Problem A: In the interview excerpt, what does Ballmer say Google is selling to people in the enterprise?
Problem B: Reproduce the interview excerpt word for word, everything from "Ballmer: And the" down to "does that disappear?".

Source document:
******************************

Tucci: I'd probably include the IBM mainframe.
Ballmer: And the IBM mainframe. Joe is absolutely right. I'd agree with that. But ironically--you've got to listen real carefully--he said the mainframe. He didn't say anything off the mainframe, and that's the part I agree with. The mainframe we all sort of compete with, including IBM, since that's not a growth business. The question is, when and how does that disappear?
If you take a look and say, "Who is best positioned amongst that group?" Cisco, we talked about our co-opetition there. And as people leave mainframes or do mission-critical apps, they're either going to put them in on top of Oracle and whatever Oracle tells them to, or they're going to put them in on top of Windows, and that's why I kind of list them at the top of the list.
You mentioned that you're starting to see Google more in the enterprise. Where are you starting to see them? And what sales approach can you take against them?
Ballmer: They're nipping around. It's not like I would say they have a very serious presence, but they're out selling essentially the Google apps on a hosted basis to people. We compete very well. We've got far stronger and more functional applications, but that doesn't mean you don't feel the competition. And there have been accounts certainly where they show up.

******************************

Stored data:
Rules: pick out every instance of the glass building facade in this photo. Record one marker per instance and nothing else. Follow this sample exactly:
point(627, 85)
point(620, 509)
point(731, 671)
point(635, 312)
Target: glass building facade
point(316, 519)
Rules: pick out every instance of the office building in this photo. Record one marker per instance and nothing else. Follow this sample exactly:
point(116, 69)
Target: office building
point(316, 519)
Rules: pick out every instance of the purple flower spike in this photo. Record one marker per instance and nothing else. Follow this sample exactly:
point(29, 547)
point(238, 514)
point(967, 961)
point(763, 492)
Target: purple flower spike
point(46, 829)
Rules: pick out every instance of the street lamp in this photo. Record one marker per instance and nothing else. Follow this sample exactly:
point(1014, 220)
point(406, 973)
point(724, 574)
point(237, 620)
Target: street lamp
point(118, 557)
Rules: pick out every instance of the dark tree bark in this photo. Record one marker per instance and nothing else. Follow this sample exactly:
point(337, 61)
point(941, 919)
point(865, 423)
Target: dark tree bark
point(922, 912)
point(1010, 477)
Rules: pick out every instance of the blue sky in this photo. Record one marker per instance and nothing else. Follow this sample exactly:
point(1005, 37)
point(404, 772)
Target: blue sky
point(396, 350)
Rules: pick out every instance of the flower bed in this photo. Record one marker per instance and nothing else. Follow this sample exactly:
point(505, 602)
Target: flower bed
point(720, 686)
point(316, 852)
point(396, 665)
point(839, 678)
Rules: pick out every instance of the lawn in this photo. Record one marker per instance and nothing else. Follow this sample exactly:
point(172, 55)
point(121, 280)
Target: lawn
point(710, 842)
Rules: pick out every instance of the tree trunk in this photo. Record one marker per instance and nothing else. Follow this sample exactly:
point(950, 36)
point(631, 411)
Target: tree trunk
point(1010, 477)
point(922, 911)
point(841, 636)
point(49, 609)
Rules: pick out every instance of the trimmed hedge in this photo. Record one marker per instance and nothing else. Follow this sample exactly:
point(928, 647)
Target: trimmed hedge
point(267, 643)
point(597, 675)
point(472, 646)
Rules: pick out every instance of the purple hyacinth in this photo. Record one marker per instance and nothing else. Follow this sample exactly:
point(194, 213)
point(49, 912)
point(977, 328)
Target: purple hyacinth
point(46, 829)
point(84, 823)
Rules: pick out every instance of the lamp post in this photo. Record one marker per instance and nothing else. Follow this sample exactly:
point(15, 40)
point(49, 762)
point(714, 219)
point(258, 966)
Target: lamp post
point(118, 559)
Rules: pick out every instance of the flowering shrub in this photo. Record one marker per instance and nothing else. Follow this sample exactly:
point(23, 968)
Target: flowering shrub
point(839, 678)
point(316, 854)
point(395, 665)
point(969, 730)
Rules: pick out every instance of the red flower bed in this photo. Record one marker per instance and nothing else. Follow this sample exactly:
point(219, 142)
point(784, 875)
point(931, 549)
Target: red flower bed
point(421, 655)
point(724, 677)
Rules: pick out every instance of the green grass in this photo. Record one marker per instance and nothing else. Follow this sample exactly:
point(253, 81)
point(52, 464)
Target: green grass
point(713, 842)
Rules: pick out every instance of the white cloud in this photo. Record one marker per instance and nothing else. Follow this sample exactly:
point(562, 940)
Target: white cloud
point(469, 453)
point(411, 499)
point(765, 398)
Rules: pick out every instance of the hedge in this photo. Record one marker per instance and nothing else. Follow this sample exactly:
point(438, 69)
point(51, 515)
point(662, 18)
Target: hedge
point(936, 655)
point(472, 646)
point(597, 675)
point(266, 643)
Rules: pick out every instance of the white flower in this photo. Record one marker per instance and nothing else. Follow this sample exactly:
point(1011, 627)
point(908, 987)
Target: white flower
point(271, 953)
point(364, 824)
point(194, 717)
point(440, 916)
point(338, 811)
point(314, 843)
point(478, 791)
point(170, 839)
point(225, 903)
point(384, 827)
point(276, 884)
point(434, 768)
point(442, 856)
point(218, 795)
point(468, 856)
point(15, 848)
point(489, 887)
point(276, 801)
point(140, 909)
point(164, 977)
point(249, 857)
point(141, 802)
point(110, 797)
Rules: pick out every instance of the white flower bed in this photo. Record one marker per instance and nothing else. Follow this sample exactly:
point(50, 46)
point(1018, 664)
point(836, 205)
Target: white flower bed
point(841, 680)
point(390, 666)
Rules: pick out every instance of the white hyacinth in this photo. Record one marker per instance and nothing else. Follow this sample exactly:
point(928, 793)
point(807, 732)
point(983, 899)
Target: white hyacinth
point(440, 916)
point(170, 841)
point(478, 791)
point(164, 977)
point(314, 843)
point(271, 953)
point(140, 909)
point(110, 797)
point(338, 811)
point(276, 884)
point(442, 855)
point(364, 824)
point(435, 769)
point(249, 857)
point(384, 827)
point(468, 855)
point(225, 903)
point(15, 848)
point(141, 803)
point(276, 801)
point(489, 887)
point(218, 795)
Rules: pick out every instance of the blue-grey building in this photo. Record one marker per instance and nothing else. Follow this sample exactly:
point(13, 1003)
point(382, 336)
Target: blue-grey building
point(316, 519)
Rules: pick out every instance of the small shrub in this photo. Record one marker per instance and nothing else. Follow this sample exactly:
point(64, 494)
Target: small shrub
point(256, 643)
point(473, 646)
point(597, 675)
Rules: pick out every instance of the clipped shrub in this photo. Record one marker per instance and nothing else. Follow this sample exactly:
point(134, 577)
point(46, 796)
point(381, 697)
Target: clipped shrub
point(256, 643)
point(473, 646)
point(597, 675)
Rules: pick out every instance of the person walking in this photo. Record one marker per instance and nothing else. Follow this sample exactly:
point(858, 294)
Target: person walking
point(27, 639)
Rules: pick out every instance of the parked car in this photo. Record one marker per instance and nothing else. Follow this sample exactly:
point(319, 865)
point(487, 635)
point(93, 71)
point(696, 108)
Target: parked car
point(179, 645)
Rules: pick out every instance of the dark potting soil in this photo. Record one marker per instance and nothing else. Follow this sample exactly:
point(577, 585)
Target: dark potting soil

******************************

Exercise output A: Google apps on a hosted basis.

Exercise output B:
Ballmer: And the IBM mainframe. Joe is absolutely right. I'd agree with that. But ironically--you've got to listen real carefully--he said the mainframe. He didn't say anything off the mainframe, and that's the part I agree with. The mainframe we all sort of compete with, including IBM, since that's not a growth business. The question is, when and how does that disappear?